Task description:
Reproduce every line of the data below verbatim, with each bracketed set of numbers left unchanged.

>> Begin

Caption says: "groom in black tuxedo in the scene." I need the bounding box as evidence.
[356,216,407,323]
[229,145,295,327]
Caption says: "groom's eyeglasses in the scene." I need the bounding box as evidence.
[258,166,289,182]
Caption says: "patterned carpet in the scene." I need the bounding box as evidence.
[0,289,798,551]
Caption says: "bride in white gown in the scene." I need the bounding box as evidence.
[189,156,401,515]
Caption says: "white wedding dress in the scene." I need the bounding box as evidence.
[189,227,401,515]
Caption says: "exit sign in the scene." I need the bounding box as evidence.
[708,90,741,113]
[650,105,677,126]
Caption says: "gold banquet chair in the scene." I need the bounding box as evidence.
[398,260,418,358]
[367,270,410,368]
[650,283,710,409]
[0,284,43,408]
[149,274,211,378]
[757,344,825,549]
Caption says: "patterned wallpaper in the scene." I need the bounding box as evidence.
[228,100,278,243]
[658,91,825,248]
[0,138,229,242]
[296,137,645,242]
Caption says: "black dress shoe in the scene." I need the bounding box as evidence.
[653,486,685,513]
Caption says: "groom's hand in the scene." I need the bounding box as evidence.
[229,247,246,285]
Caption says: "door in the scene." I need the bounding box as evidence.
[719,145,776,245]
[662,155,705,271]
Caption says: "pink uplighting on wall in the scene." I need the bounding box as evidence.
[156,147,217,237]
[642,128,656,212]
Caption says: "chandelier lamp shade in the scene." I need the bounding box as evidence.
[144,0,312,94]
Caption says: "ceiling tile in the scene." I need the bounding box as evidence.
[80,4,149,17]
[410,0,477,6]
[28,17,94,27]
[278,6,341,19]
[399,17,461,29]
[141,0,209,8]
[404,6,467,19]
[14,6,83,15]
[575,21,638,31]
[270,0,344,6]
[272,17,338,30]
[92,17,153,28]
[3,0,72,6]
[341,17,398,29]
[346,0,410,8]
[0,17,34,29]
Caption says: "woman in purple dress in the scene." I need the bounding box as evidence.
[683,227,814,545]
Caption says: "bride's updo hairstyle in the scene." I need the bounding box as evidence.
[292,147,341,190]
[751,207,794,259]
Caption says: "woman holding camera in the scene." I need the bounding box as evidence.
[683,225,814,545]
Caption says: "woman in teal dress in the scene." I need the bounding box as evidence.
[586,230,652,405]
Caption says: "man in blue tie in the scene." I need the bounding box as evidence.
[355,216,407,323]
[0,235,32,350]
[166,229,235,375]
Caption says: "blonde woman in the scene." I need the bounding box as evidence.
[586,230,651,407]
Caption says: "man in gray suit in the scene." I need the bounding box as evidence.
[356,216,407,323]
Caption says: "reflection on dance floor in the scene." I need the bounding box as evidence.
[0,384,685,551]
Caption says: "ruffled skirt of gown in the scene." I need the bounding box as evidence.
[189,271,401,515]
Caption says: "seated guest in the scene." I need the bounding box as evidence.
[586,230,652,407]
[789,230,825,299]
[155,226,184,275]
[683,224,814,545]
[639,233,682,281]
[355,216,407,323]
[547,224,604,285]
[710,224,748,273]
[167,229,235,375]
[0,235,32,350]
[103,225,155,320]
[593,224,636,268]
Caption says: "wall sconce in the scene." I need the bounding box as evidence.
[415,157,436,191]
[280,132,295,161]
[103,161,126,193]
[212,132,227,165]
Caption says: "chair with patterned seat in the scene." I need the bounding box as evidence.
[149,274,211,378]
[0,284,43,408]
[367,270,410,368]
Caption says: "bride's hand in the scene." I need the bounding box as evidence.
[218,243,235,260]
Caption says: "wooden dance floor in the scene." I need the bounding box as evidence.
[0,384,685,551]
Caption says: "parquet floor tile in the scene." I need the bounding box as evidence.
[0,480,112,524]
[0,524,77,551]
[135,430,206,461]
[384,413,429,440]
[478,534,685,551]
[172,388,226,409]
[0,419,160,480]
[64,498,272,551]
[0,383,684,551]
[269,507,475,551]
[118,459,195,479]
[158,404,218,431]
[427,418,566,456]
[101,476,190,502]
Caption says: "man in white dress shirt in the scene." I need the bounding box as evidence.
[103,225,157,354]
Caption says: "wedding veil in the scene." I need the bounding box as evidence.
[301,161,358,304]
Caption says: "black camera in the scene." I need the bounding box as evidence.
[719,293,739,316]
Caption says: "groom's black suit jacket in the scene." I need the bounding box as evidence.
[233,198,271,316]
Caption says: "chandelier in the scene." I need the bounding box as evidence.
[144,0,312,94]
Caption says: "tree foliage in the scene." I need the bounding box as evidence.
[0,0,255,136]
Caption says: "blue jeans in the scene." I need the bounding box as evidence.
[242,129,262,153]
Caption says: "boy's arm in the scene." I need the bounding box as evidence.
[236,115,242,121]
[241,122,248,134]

>> End

Solution to this exercise:
Caption says: "groom in black tuxedo in the scene." I need the bounding box as evidence.
[356,216,407,323]
[229,145,295,327]
Caption says: "groom's eyeglasses in the scene." I need the bounding box as evidence.
[258,166,289,182]
Caption says: "patterned carpet in the scene." I need the bounding box as evidence.
[0,289,798,551]
Caption says: "bride in white gown in the scene." I need the bounding box as evidence.
[189,156,401,515]
Caption says: "white wedding dress in the scene." I need the bounding box as evidence.
[189,227,401,515]
Caption says: "exit sign in the scene." I need the bounding box as evidence.
[708,90,741,113]
[650,105,677,126]
Caption says: "gold banquet chair in the scene." I need the bounding box as evidence.
[398,260,418,358]
[367,270,410,368]
[650,283,710,409]
[0,284,43,408]
[149,274,211,378]
[757,344,825,549]
Caption says: "patterned wallpaper in the scene." I need the bounding box as evidence.
[228,100,278,243]
[658,91,825,248]
[0,138,229,242]
[296,137,645,242]
Caption says: "black dress shoe in the scene." I need the bounding box as evidence.
[653,486,685,513]
Caption says: "groom's hand in the scene." I need the bounding box as evidence.
[229,247,246,285]
Caption says: "door in the scene." I need the bounding box as evidence.
[719,145,776,245]
[662,155,705,271]
Caption says: "pink uplighting on wall in the scene." I need the bounding box as evidence.
[156,147,217,237]
[642,128,656,212]
Caption says: "chandelier lamp shade in the scene." I need the bounding box as evidence.
[144,0,312,94]
Caption says: "ceiling tile in the scene." I need the bounding box as evidence.
[80,4,149,17]
[410,0,477,6]
[28,17,94,27]
[278,6,341,19]
[399,17,461,29]
[141,0,209,8]
[404,6,467,19]
[14,6,83,15]
[575,21,638,31]
[270,0,344,6]
[272,17,338,30]
[92,17,153,28]
[3,0,72,6]
[341,17,398,29]
[346,0,410,8]
[0,17,34,29]
Caption says: "woman in purple dress in the scene." I need the bounding box as evidence.
[683,227,814,545]
Caption says: "bride's updo hairstyle in the scene." I need the bounding box as evidence.
[292,147,341,190]
[751,207,794,259]
Caption says: "woman holding camera in the scene." I need the bounding box as evidence.
[683,225,814,545]
Caption says: "woman in teal dress in the scene." I need the bounding box as evidence.
[586,230,652,405]
Caption says: "man in blue tie in the scene." I need the bounding box as evidence.
[355,216,407,323]
[0,235,32,350]
[166,229,235,375]
Caption says: "blonde woman in the scene." I need the bounding box as evidence.
[586,230,651,407]
Caption says: "man in gray suit in the scene." I need the bounding box as evidence.
[356,216,407,323]
Caption says: "reflection on dance floor in the scene." I need the bounding box as evidence.
[0,384,685,551]
Caption says: "ruffled skirt of gown in the scene." I need the bounding box as evidence.
[189,271,401,515]
Caption says: "seated guest in the scene." I need the bounding box as evidence.
[586,230,652,407]
[789,230,825,299]
[155,226,184,275]
[683,224,814,545]
[639,233,682,281]
[355,216,407,323]
[547,224,604,285]
[710,224,748,273]
[167,229,235,375]
[0,235,32,350]
[103,225,155,320]
[593,224,636,268]
Caption says: "wall sconce in the scene." I need the bounding box as evidence.
[415,157,436,191]
[280,132,295,161]
[103,161,126,193]
[212,132,227,165]
Caption says: "chair with patterned seat in the scene." I need the bounding box as evidence.
[149,274,211,378]
[0,284,43,408]
[367,270,410,368]
Caption says: "bride's hand in the scene." I need the bounding box as evidence.
[218,243,235,260]
Caption says: "wooden dance floor in the scene." I need the bounding box as evidence.
[0,384,685,551]
Caption says: "parquet floor tile in the scene." I need the bounding box as evidence.
[0,480,112,524]
[0,524,77,551]
[135,430,206,461]
[384,413,429,440]
[478,534,685,551]
[172,388,226,409]
[0,419,160,480]
[64,498,272,551]
[0,383,684,551]
[269,507,475,551]
[118,459,195,479]
[158,404,218,431]
[427,418,566,456]
[101,476,190,502]
Caption says: "man in white dress shirt in the scene." I need the bounding box as evidence.
[103,225,157,354]
Caption says: "wedding veil in the scene." I need the bounding box as evidence.
[301,161,358,304]
Caption says: "black camera in the scene." I need the bounding box as evidence.
[719,293,739,316]
Caption says: "groom's black suit jacket in the scene." I need the bounding box as evidence.
[233,198,271,316]
Caption says: "chandelier in the scene." I need the bounding box as evidence.
[144,0,312,94]
Caption says: "tree foliage in the scene." I need the bounding box as evidence.
[0,0,255,136]
Caption says: "blue jeans in the scene." I need the bounding box as evidence.
[242,129,262,153]
Caption says: "boy's arm in the scene." I need the bounding box as evidence.
[236,115,242,121]
[241,122,248,134]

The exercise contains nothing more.